◆ Extract:
|---|
Matt Harvey: Wondermentalist - Fringe 2009
Note: This review is from 2009
Aah, that’s better. This is the comedy equivalent of a nice cup of tea and a sit down during a fraught day. Earlier on I’d been the oldest member of the audience by too many years at a kids’ show, and here I was the youngest by a similar margin, at a poetry event.
Matt Harvey is a regular guest on Radio 4’s Saturday Live, author of clever rhymes in the Guardian and softly spoken resident of Totnes, the candles and sandals centre of South Devon.
This is delightful, gentle stuff, he’s wryly self deprecating, even self-deprecating about being self deprecating and perfectly capable of gentle deriding the well-therapied, empathic, chakra-tuned male. He knows his audience perfectly and with his poems about potatoes and contemporary anxieties he had his audience sighing and giggling with pleasure.
This is more than written to order clever-dick rhymes, there’s an inspiring joy in language and rhythm, a relish for the spoken word where the musicality of his diction lifts your response, so that is not just what you hear, but how you hear it is that gives pleasure.
|---|
◆ Provided data:
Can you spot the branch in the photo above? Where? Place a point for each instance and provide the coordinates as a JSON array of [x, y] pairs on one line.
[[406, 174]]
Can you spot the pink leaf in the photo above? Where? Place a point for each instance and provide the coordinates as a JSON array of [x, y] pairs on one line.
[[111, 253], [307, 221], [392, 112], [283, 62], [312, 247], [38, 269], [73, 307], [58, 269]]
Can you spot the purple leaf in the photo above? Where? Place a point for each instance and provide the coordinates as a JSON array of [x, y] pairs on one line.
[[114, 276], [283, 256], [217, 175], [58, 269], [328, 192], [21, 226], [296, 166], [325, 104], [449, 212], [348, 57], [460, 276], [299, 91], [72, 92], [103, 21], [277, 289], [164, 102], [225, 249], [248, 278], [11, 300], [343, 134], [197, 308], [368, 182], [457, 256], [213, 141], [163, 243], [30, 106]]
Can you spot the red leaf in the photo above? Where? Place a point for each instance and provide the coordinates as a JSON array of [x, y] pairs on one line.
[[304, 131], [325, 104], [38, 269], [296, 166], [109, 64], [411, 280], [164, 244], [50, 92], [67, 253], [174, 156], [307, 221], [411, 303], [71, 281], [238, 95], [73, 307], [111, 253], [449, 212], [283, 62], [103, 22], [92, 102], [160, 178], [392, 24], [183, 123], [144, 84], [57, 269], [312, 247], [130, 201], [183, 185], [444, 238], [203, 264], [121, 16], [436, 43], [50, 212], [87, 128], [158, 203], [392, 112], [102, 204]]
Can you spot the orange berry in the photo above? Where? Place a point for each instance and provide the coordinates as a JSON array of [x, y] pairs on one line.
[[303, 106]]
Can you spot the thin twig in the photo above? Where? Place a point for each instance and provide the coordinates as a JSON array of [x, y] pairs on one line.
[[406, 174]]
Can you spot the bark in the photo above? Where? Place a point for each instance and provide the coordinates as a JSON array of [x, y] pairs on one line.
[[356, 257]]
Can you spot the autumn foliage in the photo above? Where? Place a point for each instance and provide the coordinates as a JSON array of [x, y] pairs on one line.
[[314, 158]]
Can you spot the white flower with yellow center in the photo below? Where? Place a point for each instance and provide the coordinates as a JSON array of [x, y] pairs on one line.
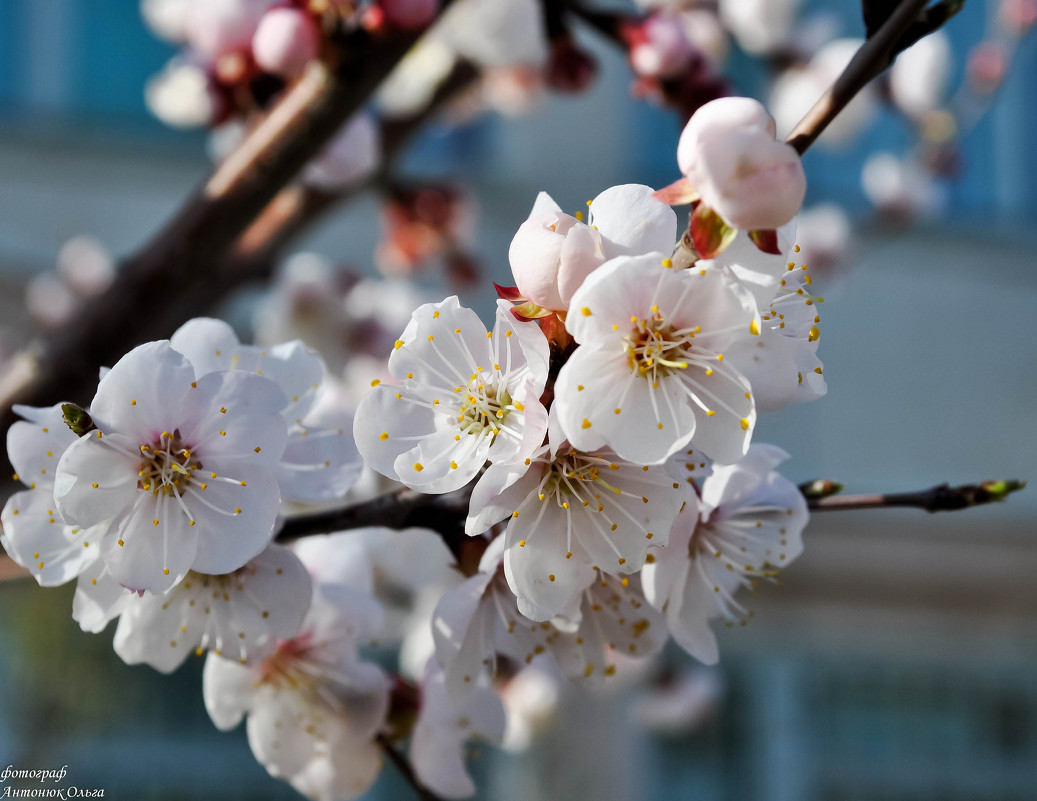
[[568, 512], [650, 374], [183, 466], [750, 528], [319, 463], [466, 396], [313, 707], [480, 618], [782, 363], [239, 615]]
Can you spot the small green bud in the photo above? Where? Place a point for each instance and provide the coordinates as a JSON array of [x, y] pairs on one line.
[[77, 418], [1001, 490]]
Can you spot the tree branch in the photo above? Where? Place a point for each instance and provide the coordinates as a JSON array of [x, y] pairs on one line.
[[942, 498], [403, 766], [875, 55], [189, 251]]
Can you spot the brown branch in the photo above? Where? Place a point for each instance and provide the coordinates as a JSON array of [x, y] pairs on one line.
[[942, 498], [875, 55], [189, 251], [405, 770]]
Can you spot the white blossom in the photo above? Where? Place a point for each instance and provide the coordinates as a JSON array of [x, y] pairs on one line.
[[34, 533], [467, 395], [240, 615], [749, 528], [181, 466], [318, 463], [649, 376]]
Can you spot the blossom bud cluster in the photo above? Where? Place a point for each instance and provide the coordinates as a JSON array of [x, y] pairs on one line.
[[604, 422]]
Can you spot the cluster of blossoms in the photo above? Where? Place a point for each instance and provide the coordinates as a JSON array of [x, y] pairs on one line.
[[603, 426], [605, 419]]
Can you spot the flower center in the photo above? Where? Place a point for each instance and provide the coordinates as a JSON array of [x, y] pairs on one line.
[[483, 408], [167, 466], [654, 348]]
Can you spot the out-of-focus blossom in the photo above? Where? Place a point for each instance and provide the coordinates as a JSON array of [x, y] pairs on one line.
[[285, 42], [410, 86], [181, 95], [796, 89], [353, 155], [662, 49], [823, 235], [410, 15], [680, 706], [85, 266], [759, 26], [49, 301], [899, 188], [218, 27], [531, 699], [986, 65], [167, 19], [729, 155], [920, 76]]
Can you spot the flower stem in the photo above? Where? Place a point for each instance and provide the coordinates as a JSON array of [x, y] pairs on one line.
[[403, 766], [941, 498]]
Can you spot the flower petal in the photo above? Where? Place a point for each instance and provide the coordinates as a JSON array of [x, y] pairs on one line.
[[633, 222]]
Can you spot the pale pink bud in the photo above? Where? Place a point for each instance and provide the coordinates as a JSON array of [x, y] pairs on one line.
[[218, 27], [730, 157], [410, 15], [353, 155], [285, 42], [665, 51], [551, 255], [85, 266]]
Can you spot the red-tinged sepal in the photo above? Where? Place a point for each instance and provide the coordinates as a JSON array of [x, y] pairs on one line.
[[509, 294], [554, 328], [530, 310], [678, 193], [709, 232], [765, 240]]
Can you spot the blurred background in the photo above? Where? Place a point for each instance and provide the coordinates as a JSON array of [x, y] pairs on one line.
[[896, 661]]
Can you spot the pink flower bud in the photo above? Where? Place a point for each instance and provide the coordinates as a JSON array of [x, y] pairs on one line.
[[665, 51], [285, 42], [410, 15], [551, 255], [569, 67], [217, 27], [730, 157]]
|---|
◆ Your tasks:
(a) Copy out the stretch of the Matt Harvey review from "Matt Harvey: Wondermentalist" through "giggling with pleasure.", swapping "potatoes" for "parsnips".
(b) Carry on the Matt Harvey review from its final sentence with a few more sentences.

◆ Answers to the tasks:
(a)
Matt Harvey: Wondermentalist - Fringe 2009
Note: This review is from 2009
Aah, that’s better. This is the comedy equivalent of a nice cup of tea and a sit down during a fraught day. Earlier on I’d been the oldest member of the audience by too many years at a kids’ show, and here I was the youngest by a similar margin, at a poetry event.
Matt Harvey is a regular guest on Radio 4’s Saturday Live, author of clever rhymes in the Guardian and softly spoken resident of Totnes, the candles and sandals centre of South Devon.
This is delightful, gentle stuff, he’s wryly self deprecating, even self-deprecating about being self deprecating and perfectly capable of gentle deriding the well-therapied, empathic, chakra-tuned male. He knows his audience perfectly and with his poems about parsnips and contemporary anxieties he had his audience sighing and giggling with pleasure.

(b)
This is unashamedly middle class, and middle of the road, soothing and refreshing rather than challenging and over stimulating. He is plainly nonplussed to find himself in the comedy listings rather than poetry or spoken word. His style and content is very different to the battering harangue of verbal fireworks you frequently receive in the comedy world.
However comedy doesn’t have to be all cock jokes and contrived taboo busting, and this show has all the skill of miniature painting as contrast with a Banksy mural. It was an unexpected delight to try something different.